▸ Set exercise A:
Copy the entries word for word, from their first line through the line with "Target: white backdrop".

▸ Passage to read:
Lecture 8-9: Graphs

A graph is a set of vertices connected with edges. Every edges connects two vertices; in undirected graphs the connection is two-way, while in directed graphs the connection is from the source vertex to the target vertex. We also consider graphs where edges have additional associated values (usually called weights or costs); in the algorithms presented here we always assume that the costs are greater than 0. We usually denote the number of vertices with n and the number of edges with m; we use these conventions when giving the computational complexity of our algorithms.

Why are graphs useful?

For a data scientist, probably the most natural examples of graphs to consider are social networks. The vertices are people, we have an edge between $A$ and $B$ if they are friends on Facebook (undirected graph), or we have an edge from $A$ to $B$ if $A$ follows $B$ on Twitter (directed graph).

Road networks are another important example. We would probably model these as weighted graphs -- the weight could be e.g., the time necessary to travel on the given road.

Graphs are also an extremely useful abstract notion. Many computational problems can be stated in terms of graphs, and solved using graph algorithms. For example, this video shows an algorithm playing Manic Miner, and solving its levels optimally, i.e., in the shortest amount of time. This is done by modelling every possible state of the game (how much time passed, where is Miner Willy at the moment, which keys has he already collected) as a vertex of a graph. For each state, we consider all the possible keys that the player could press, and create edges to each state obtained from such a keypress. Solving the level optimally then boils down to finding the shortest path in this graph.

How to represent graphs?

The visualization shows an example graph, and two ways of representing them inside our program: Adjacency lists make a more compressed representation, and thus they lead to more efficient algorithms in most cases.

Shortest/cheapest path algorithms

A path in a graph from vertex $s$ to vertex $t$ is a sequence of vertices $v_0, \ldots, v_l$ such that $v_0=s,$ $v_l=t$, and there is an edge from $v_i$ to $v_{i+1}$. In unweighted graphs, we are usually interested in the shortest path (i.e., one where $l$ is the smallest); in weighted graphs, we want to know the cheapest (lightest) path, i.e., one such that the total weight (cost) of all the edges in this path is the smallest. In social network analysis, this tells us how distant two people are; in a road network, this tells us how to reach $t$ from $s$ in the cheapest way. See the visualization to see how the BFS, DFS, and Dijkstra algorithm work step-by-step.

Labeled-object pointing entries
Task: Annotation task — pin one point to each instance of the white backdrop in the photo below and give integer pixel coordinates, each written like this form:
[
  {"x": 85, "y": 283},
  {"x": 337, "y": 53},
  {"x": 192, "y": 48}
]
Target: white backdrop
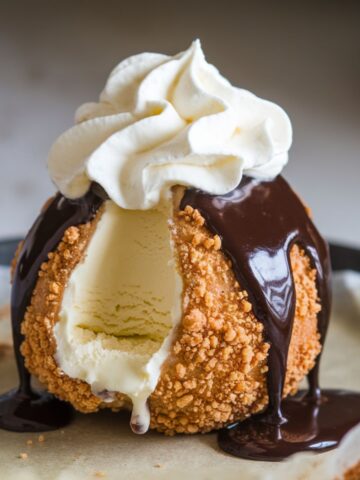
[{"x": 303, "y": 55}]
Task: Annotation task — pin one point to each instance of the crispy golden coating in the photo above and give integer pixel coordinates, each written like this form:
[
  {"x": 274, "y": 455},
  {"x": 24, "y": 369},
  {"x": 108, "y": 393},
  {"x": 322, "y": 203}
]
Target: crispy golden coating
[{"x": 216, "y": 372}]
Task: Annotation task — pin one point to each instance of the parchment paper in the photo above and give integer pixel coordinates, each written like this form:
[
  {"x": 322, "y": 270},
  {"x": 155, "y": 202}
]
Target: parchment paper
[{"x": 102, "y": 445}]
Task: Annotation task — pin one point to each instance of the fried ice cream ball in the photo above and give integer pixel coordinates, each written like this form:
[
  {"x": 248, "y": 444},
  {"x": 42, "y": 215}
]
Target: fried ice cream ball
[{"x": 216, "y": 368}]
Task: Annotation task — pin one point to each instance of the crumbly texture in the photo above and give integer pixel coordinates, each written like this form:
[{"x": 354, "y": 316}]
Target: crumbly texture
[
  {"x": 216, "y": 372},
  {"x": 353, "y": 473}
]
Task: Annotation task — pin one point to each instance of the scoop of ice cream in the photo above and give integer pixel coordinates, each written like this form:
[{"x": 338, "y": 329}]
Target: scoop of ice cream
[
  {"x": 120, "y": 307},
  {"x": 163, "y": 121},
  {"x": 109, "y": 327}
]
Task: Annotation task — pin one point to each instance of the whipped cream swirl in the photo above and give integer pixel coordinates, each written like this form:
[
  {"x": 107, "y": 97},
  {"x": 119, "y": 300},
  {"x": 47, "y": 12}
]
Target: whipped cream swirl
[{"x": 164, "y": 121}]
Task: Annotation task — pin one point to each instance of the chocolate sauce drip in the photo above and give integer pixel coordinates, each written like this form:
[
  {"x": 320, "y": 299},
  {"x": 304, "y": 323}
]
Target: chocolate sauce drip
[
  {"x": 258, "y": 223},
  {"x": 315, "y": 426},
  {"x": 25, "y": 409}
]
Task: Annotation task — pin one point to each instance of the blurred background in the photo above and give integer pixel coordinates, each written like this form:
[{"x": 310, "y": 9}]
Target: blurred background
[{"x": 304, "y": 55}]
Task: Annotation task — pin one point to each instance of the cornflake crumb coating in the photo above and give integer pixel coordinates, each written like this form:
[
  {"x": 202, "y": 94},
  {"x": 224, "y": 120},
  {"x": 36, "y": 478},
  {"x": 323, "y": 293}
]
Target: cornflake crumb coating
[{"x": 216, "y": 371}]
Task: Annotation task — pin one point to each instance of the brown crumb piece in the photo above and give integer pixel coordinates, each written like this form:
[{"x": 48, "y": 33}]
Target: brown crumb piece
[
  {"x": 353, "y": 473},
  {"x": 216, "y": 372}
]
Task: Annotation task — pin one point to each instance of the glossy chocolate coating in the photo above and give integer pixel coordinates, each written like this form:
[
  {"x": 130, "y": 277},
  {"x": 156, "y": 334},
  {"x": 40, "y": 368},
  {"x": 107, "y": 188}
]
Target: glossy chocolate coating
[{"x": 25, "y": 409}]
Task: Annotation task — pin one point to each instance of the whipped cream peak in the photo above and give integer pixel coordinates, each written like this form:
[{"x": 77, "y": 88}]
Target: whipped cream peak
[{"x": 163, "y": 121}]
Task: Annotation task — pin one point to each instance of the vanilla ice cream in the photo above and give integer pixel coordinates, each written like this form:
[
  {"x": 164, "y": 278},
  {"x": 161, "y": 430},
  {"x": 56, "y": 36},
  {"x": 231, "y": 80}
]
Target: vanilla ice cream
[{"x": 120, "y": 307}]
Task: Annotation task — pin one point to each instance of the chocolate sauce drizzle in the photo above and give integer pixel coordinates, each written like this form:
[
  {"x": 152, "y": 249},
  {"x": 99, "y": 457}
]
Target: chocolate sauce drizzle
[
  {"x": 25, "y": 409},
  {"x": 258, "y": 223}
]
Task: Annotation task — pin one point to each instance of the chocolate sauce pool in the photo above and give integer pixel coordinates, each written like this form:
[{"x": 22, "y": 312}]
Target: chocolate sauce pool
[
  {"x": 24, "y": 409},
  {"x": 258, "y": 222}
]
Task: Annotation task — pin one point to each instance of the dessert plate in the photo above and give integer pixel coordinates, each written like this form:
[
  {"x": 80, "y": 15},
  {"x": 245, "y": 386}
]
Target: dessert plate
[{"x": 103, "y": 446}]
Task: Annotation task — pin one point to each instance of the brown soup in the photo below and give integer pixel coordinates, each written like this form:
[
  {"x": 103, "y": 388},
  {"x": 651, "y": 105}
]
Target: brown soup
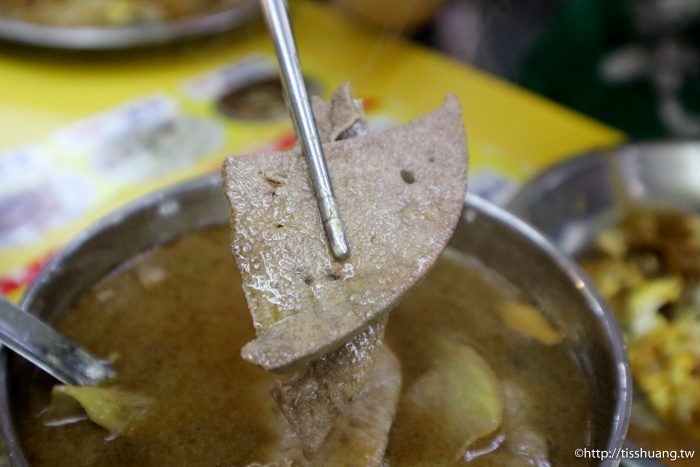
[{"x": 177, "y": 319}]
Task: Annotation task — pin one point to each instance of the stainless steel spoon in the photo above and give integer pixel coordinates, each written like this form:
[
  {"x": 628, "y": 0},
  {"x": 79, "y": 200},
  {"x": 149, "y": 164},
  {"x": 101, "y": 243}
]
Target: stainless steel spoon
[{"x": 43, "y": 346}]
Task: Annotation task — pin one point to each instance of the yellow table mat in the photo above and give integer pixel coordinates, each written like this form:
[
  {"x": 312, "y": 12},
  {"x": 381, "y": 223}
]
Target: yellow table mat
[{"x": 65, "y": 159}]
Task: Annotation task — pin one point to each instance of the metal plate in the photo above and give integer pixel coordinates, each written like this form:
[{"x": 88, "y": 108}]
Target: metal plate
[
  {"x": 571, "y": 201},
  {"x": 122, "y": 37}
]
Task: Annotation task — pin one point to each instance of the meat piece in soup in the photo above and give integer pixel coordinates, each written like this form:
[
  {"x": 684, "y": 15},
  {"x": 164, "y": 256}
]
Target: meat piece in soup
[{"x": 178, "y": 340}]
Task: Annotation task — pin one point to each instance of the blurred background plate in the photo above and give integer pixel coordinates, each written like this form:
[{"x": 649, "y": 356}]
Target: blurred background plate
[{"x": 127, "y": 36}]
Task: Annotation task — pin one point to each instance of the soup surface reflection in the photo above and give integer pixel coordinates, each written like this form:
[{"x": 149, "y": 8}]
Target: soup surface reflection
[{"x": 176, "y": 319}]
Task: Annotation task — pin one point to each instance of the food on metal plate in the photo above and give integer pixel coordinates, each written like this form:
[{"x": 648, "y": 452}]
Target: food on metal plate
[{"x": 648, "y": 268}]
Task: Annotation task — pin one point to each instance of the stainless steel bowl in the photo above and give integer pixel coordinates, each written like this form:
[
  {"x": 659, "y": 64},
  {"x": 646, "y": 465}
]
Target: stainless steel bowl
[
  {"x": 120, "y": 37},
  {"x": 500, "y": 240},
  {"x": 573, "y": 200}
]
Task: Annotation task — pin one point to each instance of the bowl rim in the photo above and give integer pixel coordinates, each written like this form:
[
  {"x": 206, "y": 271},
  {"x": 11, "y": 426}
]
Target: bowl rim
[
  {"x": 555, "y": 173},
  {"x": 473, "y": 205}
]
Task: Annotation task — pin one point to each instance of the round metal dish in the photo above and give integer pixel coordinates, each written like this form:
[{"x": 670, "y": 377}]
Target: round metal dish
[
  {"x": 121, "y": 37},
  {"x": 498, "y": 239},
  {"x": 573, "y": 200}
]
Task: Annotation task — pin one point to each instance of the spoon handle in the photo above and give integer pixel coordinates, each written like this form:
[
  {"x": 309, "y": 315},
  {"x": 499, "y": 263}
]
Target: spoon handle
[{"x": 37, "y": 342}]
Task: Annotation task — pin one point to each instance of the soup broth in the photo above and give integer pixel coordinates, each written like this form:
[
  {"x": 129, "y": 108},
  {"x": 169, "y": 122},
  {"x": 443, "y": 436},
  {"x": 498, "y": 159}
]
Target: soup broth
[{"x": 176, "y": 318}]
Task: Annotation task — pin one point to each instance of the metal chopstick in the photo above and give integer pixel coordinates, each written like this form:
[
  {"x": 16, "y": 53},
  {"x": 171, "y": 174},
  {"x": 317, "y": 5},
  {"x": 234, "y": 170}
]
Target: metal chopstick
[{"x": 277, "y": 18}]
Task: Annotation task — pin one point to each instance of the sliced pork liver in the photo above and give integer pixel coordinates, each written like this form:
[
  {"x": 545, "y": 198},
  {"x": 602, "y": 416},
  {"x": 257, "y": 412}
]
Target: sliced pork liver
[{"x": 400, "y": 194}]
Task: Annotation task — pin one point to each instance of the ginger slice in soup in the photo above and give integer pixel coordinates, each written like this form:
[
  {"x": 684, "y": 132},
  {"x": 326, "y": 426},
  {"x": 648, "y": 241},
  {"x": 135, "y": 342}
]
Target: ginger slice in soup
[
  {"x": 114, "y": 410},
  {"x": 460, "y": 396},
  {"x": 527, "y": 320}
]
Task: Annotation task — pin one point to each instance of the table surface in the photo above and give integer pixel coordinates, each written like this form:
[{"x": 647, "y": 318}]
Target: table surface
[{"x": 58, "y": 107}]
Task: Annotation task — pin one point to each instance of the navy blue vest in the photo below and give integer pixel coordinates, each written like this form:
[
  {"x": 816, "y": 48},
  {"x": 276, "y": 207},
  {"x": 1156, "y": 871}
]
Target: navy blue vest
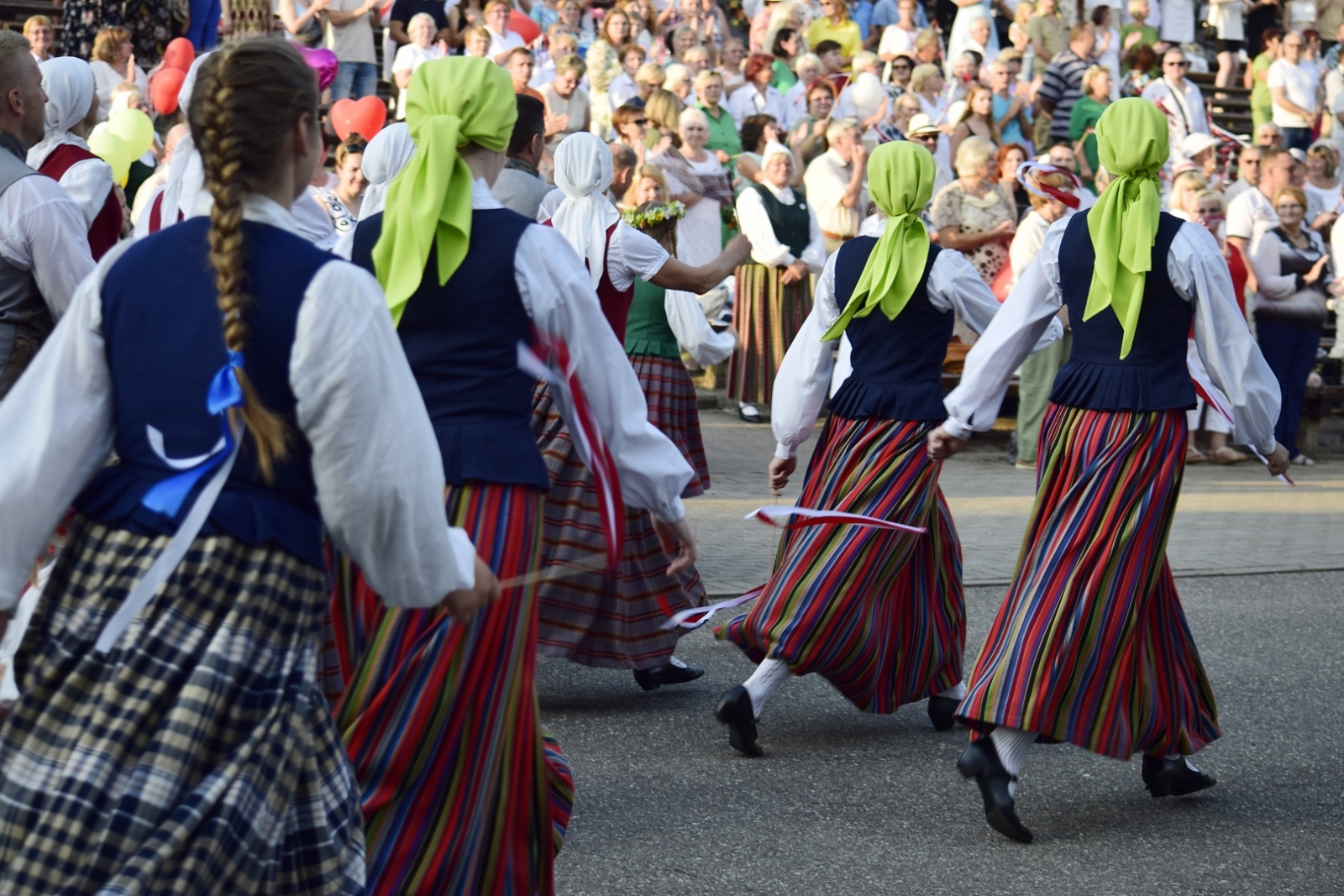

▸ Set exercise B:
Name the algorithms that the graph lecture says the visualization shows working step by step.

▸ Complete answer A:
Task: Annotation task — pin one point to each instance of the white backdrop in the photo below and give integer pixel coordinates, each written like this form:
[
  {"x": 85, "y": 283},
  {"x": 337, "y": 53},
  {"x": 192, "y": 48}
]
Target: white backdrop

▸ Complete answer B:
BFS, DFS, and Dijkstra